* [Problem set]
1. For each statement (a), (b), and (c), decide whether it agrees with the scalability excerpt. Answer yes or no and quote the deciding words. (a) App servers are easy to split horizontally, but databases are not. (b) As an application grows, throwing hardware at the problem becomes cheaper and more effective. (c) Performing operations synchronously lets you scale your infrastructure for the average load.
2. According to the scalability excerpt, abstracting certain things "can be done anywhere." List all of them.
3. Write the next part of the scalability excerpt, picking up after its final quoted passage.

══ Page excerpt ══

Compare that to SAN fabrics, file systems and relational databases, where a single missing bit is a catastrophe. There is simply no 'assumption of loss' in most application and database designs. The lack of loss tolerant designs in databases and file systems drives us to a model of both expensive hardware and expensive software.

There probably are a whole slew of places where we could take the engineering assumptions of one discipline apply them to an marginally related or unrelated discipline, with game-changing results.
(via Data Center Knowledge)

Scalability at eBay

Sometimes we get a real treat. In an article article posted a couple days ago at infoq.com, Randy Shoup, architect at eBay, outlines eBays' scalability best practices. What's interesting about this particular scalability article is that it appears that the practices can generally be applied at 'smaller than eBay' scale.

There are plenty of cases where scalability simply doesn't matter. Hardware is fast and keeps getting faster. If the problem can be solved with a handful of CPU's, then throw a handful of CPU's at the problem. That'll be cheaper than any other scalability solution. Unfortunately, as an application grows, throwing hardware at the problem costs more and returns less. (And somewhere around the 32 CPU's per database, it starts getting really expensive). Many of us are somewhere between 'it doesn't matter' on the low end, and 'two billion page views a day'. In the 'someplace in the middle' spot we are in, architecture matters.

Quick notes from the article:

Falling under the straight forward and implemental anywhere category are Partition by function, Split Horizontally, and Virtualize (Abstract) at al levels. Abstracting networks, hosts, databases and services can be done anywhere. App servers are easy to split horizontally. Databases are not.
More interesting is the move toward asynchronous rather than synchronous applications in: Decouple Functions Asynchronously and Move Processing To Asynchronous Flows.

A key bit:

"More often than not, the two components have no business talking directly to one another in any event. At every level, decomposing the processing into stages or phases, and connecting them up asynchronously, is critical to scaling."

I can see that making a difference even on medium-scale applications. In one of our applications, an innocent user hitting the 'submit' button can trigger a seven table, million I/O monstrosity of a synchronous update transaction buried in the middle of a multi-page stored procedure. The poor user has no clue - and the hardware groans in pain.

And - where best practice meets bottom line:

"...asynchrony can substantially reduce infrastructure cost. Performing operations synchronously forces you to scale your infrastructure for the peak load - it needs to handle the worst second of the worst day at that exact second. Moving expensive processing to asynchronous flows, though, allows you to scale your infrastructure for the average load instead of the peak."

═══
══ Entries provided ══

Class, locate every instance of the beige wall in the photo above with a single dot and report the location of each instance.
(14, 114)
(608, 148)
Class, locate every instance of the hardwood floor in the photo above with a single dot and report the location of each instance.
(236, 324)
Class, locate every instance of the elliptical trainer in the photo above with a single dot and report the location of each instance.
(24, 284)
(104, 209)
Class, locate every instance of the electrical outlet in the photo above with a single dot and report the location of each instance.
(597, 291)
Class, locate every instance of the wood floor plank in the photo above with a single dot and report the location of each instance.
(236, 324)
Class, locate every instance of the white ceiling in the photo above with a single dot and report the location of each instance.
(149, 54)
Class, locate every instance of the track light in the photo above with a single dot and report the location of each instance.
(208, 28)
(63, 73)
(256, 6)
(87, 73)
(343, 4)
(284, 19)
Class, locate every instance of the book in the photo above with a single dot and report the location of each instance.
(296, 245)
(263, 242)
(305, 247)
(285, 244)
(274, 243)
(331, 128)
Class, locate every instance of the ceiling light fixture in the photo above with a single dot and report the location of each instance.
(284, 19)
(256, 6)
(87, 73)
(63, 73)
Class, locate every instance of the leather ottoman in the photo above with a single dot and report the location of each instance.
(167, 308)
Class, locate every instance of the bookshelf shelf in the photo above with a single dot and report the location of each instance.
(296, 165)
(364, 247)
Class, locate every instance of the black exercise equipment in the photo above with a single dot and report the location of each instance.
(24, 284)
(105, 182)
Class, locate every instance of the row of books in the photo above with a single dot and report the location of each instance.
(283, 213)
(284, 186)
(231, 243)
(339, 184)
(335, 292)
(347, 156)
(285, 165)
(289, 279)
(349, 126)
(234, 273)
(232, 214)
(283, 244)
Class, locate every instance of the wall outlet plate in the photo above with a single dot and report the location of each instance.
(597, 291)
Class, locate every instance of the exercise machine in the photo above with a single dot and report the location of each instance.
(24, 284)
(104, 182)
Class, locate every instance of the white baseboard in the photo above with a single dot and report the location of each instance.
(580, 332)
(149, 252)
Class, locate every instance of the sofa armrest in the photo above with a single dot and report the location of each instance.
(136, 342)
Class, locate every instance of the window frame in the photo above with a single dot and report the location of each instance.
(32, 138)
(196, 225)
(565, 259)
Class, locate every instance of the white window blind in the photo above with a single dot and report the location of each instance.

═══

* [Exercise responses]
1.
(a) Yes: "App servers are easy to split horizontally. Databases are not."
(b) No: "as an application grows, throwing hardware at the problem costs more and returns less."
(c) No: "Performing operations synchronously forces you to scale your infrastructure for the peak load"

2. networks, hosts, databases, services

3.
Some rational advice on a caching strategy:

"....make sure your caching strategy is appropriate for your situation."
And finally, where it gets really interesting, is the use of the 'CAP Theorem', which trades
Consistency, Availability and Partition tolerance:

Best Practice #3: Avoid distributed transactions.

...For a high-traffic web site, we have to choose partition-tolerance, since it is fundamental to scaling. For a 24x7 web site, we typically choose availability. So immediate consistency has to give way.

That sort of turns thing upside down compared to the traditional ACID model.

Scaling eBay has got to be an interesting challenge. If we can pick up a few tips from the billion+ page view per day sites and use them on the million+ page view per day sites.......

(via Musings of an Anonymous Geek)

The quarter-million dollar query

What does a query cost? In one recent case, about a quarter-million dollars.

The story (suitably anonymized): User requirements resulted in a new feature added to a busy application. Call it Widget 16. Widget 16 was complex enough that the database side of the widget put a measurable load on the server. That alone wouldn't have been a problem, but Widget 16 turned out to be a useful widget. So useful in fact, that users clicked on Widget 16 far more often have anticipated. Complex query + lots of clicks = load problem. How big was the load problem? In this case, the cost of the query (in CPU seconds, logical reads, etc.) and the number of times the query was executed were both relevant. After measuring the per-widget load on the server and multiplying by the number of widget clicks per second, we figured that widget costs at least a quarter million dollars per year in hardware and database license costs. Especially database licensing costs.

That was an interesting number.

Obviously we want to use that number to help make the application better, faster and cheaper.

The developers - who are faced with having to balance impossible user requirements, short deadlines, long bug lists, and whiny hosting teams complaining about performance - likely will favor the former over the latter. We expect that to happen. Unfortunately if that happens too often, the hosting team is stuck with either poor performance or a large hardware and software bill. To properly prioritize the development work effort, some rational measurement must be made of the cost of re-working existing functionality to reduce load verses the value of using that same work effort to add user requested features. Calculating the cost of running a feature or widget makes the prioritization determination possible. In this case, the cost of running the query compared to the person-time required to design, code, test and deploy a solution made the decision to optimize the widget (or cache it) pretty easy to make.

DBA's already have the tools (Profiler, AWR) to determine the utilization of a feature as measured in CPU, Memory and I/O. Hosting managers have the dollar cost of the CPU's and I/O figured out. What the DBA's and managers need to do is merge the data, format it into something readable and feed it back to the developers. Closing the loop via feedback to developers is essential.

The relevant data may vary depending on your application, but the data that almost certainly will be interesting will include:

Number of executions per time period (second, minute, hour)
CPU cycles per execution
Logical and Physical I/O's per execution.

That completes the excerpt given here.